--- start Page excerpt ---
To do fact-based work in this area it is necessary to utilize the extensive data collection that takes place using classification systems such as the United Nations's International Standard Industrial Classification standard, the United States' Standard Industrial Classification (SIC) code system and its new replacement, the North American Industrial Classification System (NAICS), and similar systems in the EU and elsewhere.
The term service economy, in contrast, refers to a model wherein as much economic activity as possible is treated as a service. For example IBM treats its business as a service business. Although it still manufactures high-end computers, it sees the physical goods as a small part of the "business solutions" industry. They have found that the price elasticity of demand for "business solutions" is much less than that for hardware. There has been a corresponding shift to a subscription pricing model.[citation needed] Rather than receiving a single payment for a piece of manufactured equipment, many manufacturers are now receiving a steady stream of revenue for ongoing contracts.
[edit] Theory of progression
Economies tend to follow a developmental progression that takes them from a heavy reliance on agriculture and mining, toward the development of industry (e.g. automobiles, textiles, shipbuilding, steel) and finally toward a more service based structure. Whereas the first economy to follow this path in the modern world was the United Kingdom, the speed at which other economies have later made the transition to service-based, sometimes called post-industrial, has accelerated over time.[citation needed]
Historically, manufacturing tended to be more open to international trade and competition than services. As a result, there has been a tendency for the first economies to industrialize to come under competitive attack by those seeking to industrialize later, e.g. because production, especially labour, costs are lower in those industrializing later. The resultant shrinkage of manufacturing in the leading economies might explain their growing reliance on the service sector.
However, currently and prospectively, with dramatic cost reduction and speed and reliability improvements in the transportation of people and the communication of information, the service sector now includes some of the most intensive international competition, despite residual protectionism.
--- end Page excerpt ---
Problems to solve
1. Answer these questions from the service economy excerpt, one line each:
(a) Which system replaced the United States' Standard Industrial Classification code system?
(b) What pricing model have manufacturers shifted toward?
(c) Which economy was the first in the modern world to follow the developmental progression?
2. Write a continuation of the service economy excerpt that picks up right after its last sentence.
--- start Records ---
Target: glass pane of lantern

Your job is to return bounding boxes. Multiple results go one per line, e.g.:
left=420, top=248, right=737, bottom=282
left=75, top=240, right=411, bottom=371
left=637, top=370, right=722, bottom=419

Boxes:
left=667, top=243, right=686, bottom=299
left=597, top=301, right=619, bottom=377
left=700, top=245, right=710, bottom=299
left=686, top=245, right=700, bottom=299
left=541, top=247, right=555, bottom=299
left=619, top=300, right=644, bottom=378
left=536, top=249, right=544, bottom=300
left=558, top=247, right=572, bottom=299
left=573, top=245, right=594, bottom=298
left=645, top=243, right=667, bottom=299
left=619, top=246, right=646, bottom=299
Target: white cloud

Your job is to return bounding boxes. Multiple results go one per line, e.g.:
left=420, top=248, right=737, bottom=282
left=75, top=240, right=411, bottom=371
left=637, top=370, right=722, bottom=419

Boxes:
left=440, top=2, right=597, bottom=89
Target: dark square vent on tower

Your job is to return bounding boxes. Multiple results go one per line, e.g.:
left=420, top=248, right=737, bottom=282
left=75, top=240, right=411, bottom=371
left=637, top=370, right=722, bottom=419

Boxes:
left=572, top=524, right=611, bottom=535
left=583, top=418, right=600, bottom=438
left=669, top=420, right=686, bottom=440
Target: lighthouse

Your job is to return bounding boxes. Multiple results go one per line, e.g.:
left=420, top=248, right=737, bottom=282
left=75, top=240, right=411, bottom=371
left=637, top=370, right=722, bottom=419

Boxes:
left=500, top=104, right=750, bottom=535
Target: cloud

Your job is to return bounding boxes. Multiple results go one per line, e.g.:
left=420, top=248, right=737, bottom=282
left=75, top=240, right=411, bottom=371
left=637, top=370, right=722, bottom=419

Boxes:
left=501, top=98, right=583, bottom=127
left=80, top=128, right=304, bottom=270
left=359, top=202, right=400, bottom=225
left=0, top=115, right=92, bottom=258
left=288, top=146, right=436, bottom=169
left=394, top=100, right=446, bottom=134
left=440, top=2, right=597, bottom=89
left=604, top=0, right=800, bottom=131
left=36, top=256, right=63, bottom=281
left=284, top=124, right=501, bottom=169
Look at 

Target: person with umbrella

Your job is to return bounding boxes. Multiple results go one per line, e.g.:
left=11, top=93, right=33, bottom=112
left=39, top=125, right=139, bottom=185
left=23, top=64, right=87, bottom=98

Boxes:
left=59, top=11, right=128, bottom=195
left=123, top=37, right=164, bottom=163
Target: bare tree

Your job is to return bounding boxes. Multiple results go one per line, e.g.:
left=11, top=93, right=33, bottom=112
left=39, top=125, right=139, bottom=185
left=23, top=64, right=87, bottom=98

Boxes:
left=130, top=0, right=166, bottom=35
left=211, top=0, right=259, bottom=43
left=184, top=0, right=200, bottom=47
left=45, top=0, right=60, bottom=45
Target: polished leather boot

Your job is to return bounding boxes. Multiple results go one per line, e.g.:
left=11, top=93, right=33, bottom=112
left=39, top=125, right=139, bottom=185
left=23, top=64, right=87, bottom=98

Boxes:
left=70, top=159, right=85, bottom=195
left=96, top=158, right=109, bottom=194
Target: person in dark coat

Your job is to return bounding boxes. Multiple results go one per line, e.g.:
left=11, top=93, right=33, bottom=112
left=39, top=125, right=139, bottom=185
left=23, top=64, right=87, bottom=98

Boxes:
--- end Records ---
The replies
1.
(a) The North American Industrial Classification System (NAICS).
(b) A subscription pricing model.
(c) The United Kingdom.

2.
[edit] Issues for service providers
Service providers face obstacles selling services that goods-sellers rarely face. Services are not tangible, making it difficult for potential customers to understand what they will receive and what value it will hold for them. Indeed some, such as consulting and investment services, offer no guarantees of the value for price paid.
Since the quality of most services depends largely on the quality of the individuals providing the services, it is true that "people costs" are a high component of service costs. Whereas a manufacturer may use technology, simplification, and other techniques to lower the cost of goods sold, the service provider often faces an unrelenting pattern of increasing costs.
Differentiation is often difficult. How does one choose one investment advisor over another, since they (and hotel providers, leisure companies, consultants, and others) often seem to provide identical services? Charging a premium for services is usually an option only for the most established firms, who charge extra based upon brand recognition.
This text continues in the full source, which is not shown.